EXERCISE INPUTS:
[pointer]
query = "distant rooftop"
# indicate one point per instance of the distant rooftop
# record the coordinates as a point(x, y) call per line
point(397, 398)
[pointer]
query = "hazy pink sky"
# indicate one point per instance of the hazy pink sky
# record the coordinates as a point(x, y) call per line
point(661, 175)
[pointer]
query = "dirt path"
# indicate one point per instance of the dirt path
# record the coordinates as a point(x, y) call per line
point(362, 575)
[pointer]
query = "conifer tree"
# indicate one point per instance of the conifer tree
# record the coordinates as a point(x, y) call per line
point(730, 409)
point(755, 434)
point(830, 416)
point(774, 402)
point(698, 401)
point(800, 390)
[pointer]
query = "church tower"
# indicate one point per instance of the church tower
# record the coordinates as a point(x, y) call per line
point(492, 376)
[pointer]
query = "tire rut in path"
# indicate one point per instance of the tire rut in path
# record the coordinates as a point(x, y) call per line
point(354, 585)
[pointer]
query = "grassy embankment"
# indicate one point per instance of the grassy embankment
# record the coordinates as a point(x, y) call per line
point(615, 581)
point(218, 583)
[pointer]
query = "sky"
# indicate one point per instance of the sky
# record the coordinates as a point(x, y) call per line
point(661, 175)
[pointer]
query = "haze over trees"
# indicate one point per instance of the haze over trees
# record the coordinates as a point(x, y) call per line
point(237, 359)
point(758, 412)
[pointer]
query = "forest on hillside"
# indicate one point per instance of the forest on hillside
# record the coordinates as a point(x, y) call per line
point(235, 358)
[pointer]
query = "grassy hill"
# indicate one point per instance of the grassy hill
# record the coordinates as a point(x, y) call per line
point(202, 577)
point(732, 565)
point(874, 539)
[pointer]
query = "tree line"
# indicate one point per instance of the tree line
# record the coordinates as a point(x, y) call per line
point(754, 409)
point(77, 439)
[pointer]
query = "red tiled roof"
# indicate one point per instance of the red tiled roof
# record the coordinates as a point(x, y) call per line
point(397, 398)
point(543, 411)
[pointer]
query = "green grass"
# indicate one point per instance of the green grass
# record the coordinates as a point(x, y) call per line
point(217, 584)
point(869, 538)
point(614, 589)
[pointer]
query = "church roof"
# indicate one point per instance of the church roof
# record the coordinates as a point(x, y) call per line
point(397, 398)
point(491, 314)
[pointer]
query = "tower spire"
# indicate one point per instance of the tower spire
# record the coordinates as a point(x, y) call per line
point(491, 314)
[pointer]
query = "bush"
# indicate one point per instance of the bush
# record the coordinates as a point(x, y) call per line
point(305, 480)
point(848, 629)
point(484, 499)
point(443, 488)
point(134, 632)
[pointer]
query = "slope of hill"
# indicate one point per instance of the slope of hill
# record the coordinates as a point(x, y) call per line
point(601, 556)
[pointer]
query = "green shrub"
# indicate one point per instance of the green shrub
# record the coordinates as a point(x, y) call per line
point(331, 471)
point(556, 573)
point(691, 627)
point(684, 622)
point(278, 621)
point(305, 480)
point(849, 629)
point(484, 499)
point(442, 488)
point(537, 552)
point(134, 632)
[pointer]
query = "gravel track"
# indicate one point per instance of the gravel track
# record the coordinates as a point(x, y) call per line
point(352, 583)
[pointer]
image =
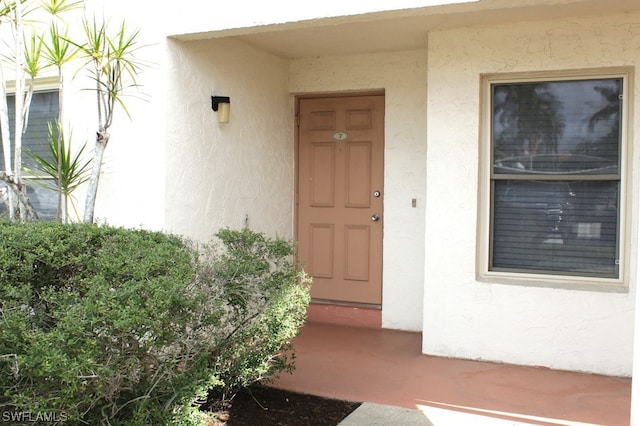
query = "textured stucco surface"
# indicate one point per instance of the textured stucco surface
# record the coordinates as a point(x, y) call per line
point(174, 167)
point(220, 174)
point(402, 76)
point(563, 329)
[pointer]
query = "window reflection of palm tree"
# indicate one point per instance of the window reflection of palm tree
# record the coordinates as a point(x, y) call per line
point(531, 120)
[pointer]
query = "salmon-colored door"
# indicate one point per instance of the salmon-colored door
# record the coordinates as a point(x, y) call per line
point(340, 192)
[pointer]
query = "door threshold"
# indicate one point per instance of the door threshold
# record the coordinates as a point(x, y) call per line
point(345, 314)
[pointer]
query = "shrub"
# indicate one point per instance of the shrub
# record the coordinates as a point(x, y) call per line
point(112, 326)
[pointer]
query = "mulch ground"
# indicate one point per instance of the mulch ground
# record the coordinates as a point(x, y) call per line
point(266, 406)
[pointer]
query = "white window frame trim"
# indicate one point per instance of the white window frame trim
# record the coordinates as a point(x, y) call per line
point(571, 282)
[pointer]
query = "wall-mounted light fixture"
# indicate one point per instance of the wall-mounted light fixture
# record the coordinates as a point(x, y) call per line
point(222, 105)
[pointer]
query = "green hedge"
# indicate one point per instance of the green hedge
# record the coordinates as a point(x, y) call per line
point(106, 325)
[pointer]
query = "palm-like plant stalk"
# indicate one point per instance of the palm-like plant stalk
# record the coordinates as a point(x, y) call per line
point(67, 169)
point(114, 70)
point(59, 51)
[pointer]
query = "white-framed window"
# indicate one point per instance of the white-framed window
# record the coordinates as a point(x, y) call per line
point(552, 191)
point(44, 109)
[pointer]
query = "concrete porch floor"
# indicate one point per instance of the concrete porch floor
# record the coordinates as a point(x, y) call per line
point(387, 367)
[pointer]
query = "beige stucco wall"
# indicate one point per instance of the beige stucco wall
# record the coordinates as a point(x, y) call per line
point(220, 174)
point(563, 329)
point(402, 75)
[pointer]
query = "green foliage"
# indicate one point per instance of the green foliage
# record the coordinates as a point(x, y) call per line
point(266, 297)
point(116, 326)
point(68, 170)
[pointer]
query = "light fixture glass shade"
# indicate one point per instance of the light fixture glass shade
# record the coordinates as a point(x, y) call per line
point(224, 109)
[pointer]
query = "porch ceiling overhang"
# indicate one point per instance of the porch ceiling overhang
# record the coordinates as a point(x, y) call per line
point(404, 29)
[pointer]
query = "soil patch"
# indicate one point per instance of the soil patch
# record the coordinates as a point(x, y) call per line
point(267, 406)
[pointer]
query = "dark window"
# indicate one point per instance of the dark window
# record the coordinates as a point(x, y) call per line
point(555, 178)
point(43, 110)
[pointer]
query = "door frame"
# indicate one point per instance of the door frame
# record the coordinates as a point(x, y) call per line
point(314, 95)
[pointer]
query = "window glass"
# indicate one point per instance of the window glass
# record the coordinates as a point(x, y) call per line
point(557, 127)
point(43, 110)
point(555, 182)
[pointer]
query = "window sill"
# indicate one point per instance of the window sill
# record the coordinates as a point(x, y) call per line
point(561, 282)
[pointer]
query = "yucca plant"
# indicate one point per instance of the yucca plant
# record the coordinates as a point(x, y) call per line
point(67, 169)
point(114, 68)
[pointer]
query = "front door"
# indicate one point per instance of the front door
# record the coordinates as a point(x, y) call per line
point(340, 192)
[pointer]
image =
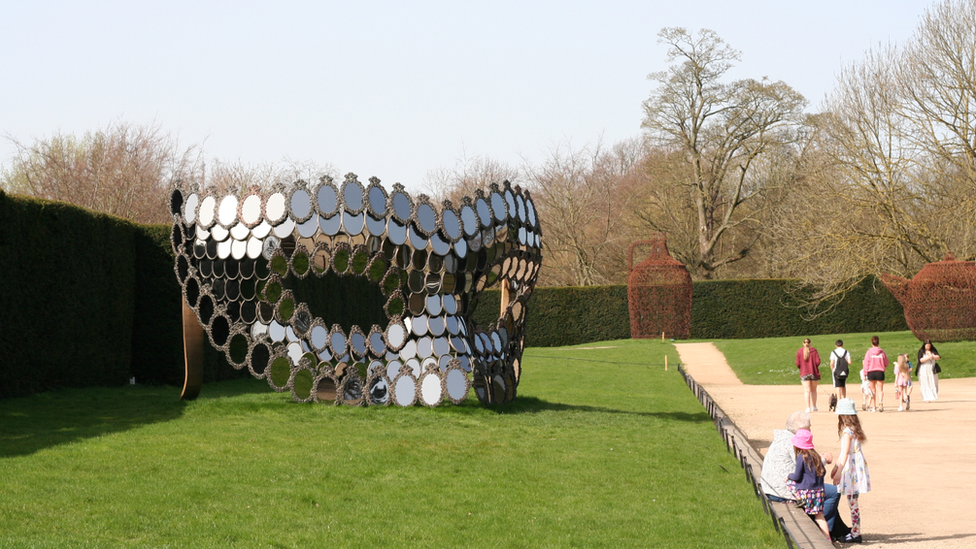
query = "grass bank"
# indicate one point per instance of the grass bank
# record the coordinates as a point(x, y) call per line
point(603, 448)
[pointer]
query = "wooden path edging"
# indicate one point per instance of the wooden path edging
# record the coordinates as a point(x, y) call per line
point(797, 528)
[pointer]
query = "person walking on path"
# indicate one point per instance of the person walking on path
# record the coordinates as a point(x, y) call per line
point(808, 362)
point(806, 481)
point(875, 364)
point(927, 378)
point(850, 472)
point(840, 368)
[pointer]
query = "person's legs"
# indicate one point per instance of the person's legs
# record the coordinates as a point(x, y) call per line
point(806, 394)
point(831, 500)
point(855, 515)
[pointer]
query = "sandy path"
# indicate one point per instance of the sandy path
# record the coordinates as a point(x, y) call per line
point(922, 462)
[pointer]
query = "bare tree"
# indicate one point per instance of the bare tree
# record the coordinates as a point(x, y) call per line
point(584, 197)
point(720, 132)
point(124, 170)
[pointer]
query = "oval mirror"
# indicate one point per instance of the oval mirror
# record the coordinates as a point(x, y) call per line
point(484, 213)
point(274, 208)
point(377, 201)
point(457, 385)
point(452, 225)
point(404, 391)
point(207, 212)
point(352, 195)
point(375, 226)
point(251, 210)
point(402, 207)
point(327, 199)
point(430, 389)
point(498, 206)
point(470, 220)
point(301, 204)
point(190, 208)
point(337, 341)
point(426, 218)
point(353, 224)
point(439, 245)
point(396, 335)
point(397, 232)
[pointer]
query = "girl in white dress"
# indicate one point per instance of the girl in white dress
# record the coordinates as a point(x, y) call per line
point(928, 380)
point(850, 472)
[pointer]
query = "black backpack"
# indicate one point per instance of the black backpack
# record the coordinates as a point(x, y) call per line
point(841, 367)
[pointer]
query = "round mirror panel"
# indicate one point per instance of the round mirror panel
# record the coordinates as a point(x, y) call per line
point(274, 208)
point(328, 200)
point(430, 389)
point(190, 208)
point(330, 225)
point(404, 391)
point(498, 206)
point(251, 210)
point(470, 221)
point(427, 218)
point(207, 211)
point(353, 224)
point(457, 384)
point(401, 206)
point(352, 195)
point(375, 226)
point(338, 343)
point(397, 232)
point(484, 214)
point(396, 335)
point(319, 337)
point(377, 201)
point(452, 225)
point(301, 204)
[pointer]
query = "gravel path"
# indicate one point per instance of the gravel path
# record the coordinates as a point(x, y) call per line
point(922, 462)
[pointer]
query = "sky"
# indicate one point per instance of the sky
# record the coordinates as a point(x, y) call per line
point(396, 89)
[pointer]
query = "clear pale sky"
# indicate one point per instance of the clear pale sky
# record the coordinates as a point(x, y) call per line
point(395, 89)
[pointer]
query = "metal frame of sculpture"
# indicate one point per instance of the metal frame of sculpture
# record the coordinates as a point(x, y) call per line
point(658, 292)
point(940, 301)
point(260, 272)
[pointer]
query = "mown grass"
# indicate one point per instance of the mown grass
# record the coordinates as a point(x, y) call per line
point(772, 361)
point(603, 448)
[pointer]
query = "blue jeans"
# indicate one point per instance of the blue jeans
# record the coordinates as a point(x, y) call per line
point(831, 499)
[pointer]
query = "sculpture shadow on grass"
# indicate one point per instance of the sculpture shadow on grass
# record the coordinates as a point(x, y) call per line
point(36, 422)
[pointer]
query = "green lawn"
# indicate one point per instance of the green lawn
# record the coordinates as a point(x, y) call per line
point(772, 361)
point(603, 448)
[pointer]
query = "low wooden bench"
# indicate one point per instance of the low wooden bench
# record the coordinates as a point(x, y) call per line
point(795, 525)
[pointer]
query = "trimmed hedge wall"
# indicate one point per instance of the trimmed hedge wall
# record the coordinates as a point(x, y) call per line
point(721, 309)
point(88, 300)
point(91, 300)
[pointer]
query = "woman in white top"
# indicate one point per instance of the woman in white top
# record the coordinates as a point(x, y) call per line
point(928, 380)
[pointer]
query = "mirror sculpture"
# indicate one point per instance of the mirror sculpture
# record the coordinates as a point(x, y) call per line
point(358, 296)
point(658, 292)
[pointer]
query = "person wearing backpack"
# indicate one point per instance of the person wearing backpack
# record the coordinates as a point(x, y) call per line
point(840, 366)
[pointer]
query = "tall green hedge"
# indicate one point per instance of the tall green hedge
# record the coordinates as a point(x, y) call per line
point(721, 309)
point(88, 299)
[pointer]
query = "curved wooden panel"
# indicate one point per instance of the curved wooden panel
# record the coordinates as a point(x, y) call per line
point(193, 335)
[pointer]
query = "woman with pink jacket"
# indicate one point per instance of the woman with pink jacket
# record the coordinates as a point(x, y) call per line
point(875, 364)
point(808, 362)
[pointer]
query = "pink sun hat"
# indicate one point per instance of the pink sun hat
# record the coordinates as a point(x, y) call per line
point(803, 439)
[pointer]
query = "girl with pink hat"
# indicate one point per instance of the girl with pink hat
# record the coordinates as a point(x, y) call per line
point(806, 481)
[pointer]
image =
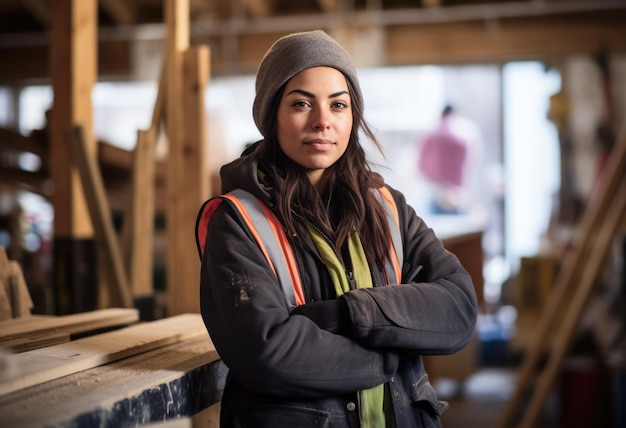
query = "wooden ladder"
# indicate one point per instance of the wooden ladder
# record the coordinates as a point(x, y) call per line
point(565, 306)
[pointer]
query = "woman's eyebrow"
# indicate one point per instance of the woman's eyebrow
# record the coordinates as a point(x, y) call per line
point(310, 95)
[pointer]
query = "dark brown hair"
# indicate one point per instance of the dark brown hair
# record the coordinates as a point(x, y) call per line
point(348, 201)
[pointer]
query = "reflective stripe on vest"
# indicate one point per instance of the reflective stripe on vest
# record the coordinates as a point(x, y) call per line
point(263, 223)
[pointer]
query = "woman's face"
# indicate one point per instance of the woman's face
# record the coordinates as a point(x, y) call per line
point(315, 120)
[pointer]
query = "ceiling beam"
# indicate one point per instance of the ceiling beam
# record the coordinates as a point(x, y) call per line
point(121, 11)
point(40, 9)
point(329, 6)
point(258, 8)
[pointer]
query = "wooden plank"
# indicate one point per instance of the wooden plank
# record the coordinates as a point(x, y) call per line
point(506, 39)
point(194, 177)
point(73, 72)
point(23, 302)
point(42, 365)
point(100, 213)
point(72, 324)
point(142, 214)
point(177, 24)
point(174, 381)
point(6, 311)
point(36, 341)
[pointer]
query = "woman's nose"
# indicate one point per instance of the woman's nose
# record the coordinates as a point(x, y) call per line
point(321, 120)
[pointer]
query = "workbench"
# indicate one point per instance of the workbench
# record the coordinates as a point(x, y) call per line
point(118, 373)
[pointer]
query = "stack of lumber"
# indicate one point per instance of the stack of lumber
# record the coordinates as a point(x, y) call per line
point(138, 374)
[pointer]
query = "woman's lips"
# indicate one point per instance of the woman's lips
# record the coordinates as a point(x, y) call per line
point(320, 144)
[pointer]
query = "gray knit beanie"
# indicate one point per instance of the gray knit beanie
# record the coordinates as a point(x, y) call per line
point(290, 55)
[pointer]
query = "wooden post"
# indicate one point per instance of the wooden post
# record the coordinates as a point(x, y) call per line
point(194, 184)
point(73, 66)
point(108, 245)
point(142, 217)
point(187, 176)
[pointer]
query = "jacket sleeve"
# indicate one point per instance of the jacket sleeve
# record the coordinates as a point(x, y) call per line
point(268, 350)
point(433, 313)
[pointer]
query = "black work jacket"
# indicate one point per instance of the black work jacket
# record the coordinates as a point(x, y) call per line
point(287, 370)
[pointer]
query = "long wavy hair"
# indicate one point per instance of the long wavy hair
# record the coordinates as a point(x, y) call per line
point(348, 202)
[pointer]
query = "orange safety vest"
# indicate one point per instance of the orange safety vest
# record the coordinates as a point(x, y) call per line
point(272, 240)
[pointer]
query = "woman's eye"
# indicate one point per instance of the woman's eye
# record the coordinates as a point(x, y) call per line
point(300, 104)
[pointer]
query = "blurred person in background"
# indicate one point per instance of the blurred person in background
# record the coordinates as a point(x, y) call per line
point(448, 160)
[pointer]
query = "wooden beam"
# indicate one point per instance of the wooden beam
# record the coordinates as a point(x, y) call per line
point(73, 73)
point(142, 214)
point(258, 8)
point(31, 63)
point(329, 6)
point(13, 330)
point(479, 41)
point(42, 365)
point(100, 213)
point(194, 178)
point(177, 22)
point(40, 9)
point(122, 11)
point(129, 392)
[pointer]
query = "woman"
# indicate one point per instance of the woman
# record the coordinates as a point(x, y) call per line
point(349, 354)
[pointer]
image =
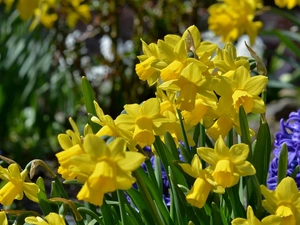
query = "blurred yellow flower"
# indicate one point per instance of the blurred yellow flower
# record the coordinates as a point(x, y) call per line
point(106, 167)
point(287, 3)
point(15, 185)
point(26, 8)
point(203, 184)
point(227, 165)
point(232, 18)
point(3, 219)
point(284, 201)
point(51, 219)
point(252, 220)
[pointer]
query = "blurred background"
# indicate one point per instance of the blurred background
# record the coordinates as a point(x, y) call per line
point(41, 68)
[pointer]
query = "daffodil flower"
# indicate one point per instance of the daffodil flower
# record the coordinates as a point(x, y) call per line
point(51, 219)
point(227, 165)
point(252, 220)
point(145, 121)
point(15, 185)
point(3, 219)
point(284, 201)
point(203, 184)
point(106, 167)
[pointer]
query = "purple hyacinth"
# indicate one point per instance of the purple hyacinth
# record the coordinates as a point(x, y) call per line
point(290, 135)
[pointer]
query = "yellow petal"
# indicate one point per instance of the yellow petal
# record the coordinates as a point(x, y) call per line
point(3, 219)
point(31, 191)
point(256, 84)
point(287, 189)
point(197, 196)
point(132, 161)
point(208, 155)
point(221, 149)
point(150, 108)
point(95, 146)
point(55, 219)
point(239, 153)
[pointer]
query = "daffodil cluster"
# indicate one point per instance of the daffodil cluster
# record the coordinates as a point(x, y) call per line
point(206, 83)
point(232, 18)
point(101, 167)
point(226, 166)
point(46, 12)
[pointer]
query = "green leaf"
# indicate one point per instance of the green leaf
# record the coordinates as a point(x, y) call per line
point(245, 134)
point(262, 152)
point(139, 200)
point(89, 98)
point(282, 163)
point(42, 196)
point(217, 215)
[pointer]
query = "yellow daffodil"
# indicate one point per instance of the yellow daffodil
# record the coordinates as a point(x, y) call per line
point(144, 69)
point(227, 59)
point(110, 127)
point(26, 8)
point(204, 183)
point(252, 220)
point(3, 219)
point(287, 3)
point(51, 219)
point(71, 143)
point(232, 18)
point(238, 88)
point(15, 185)
point(284, 201)
point(77, 11)
point(227, 165)
point(106, 167)
point(144, 121)
point(187, 85)
point(203, 104)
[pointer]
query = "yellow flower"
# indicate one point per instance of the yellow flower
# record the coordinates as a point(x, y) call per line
point(144, 121)
point(204, 183)
point(51, 219)
point(110, 127)
point(252, 220)
point(232, 18)
point(284, 201)
point(71, 144)
point(227, 165)
point(187, 85)
point(287, 3)
point(15, 185)
point(107, 167)
point(3, 219)
point(26, 8)
point(227, 59)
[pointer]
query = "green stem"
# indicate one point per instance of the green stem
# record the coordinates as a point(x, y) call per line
point(186, 150)
point(90, 213)
point(143, 189)
point(122, 206)
point(230, 138)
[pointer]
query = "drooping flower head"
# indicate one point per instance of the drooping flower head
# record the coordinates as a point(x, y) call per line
point(289, 134)
point(227, 165)
point(50, 219)
point(15, 186)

SHORT PROBLEM: Copy the lines word for word, from the start of the records through the line containing "point(492, 376)".

FULL ANSWER:
[pointer]
query = "distant rooftop"
# indicate one point per instance of the distant rooftop
# record the coordinates as a point(x, y) call per line
point(397, 398)
[pointer]
query = "hazy pink sky"
# indicate one point per instance of the hazy pink sky
# record the coordinates as a point(x, y) call per line
point(661, 175)
[pointer]
query = "dirt path"
# indicate one point per instance of the dirt path
# record the coordinates as a point(x, y) call per line
point(362, 575)
[pointer]
query = "conifer tree"
# indicate one point per instance of the conifer tree
# record the coordinates as a point(x, y) call per line
point(730, 409)
point(755, 434)
point(830, 416)
point(774, 402)
point(698, 401)
point(800, 390)
[pointer]
query = "church tower"
# indicate one point per instance of the church tower
# record the coordinates as a point(x, y) call per line
point(492, 376)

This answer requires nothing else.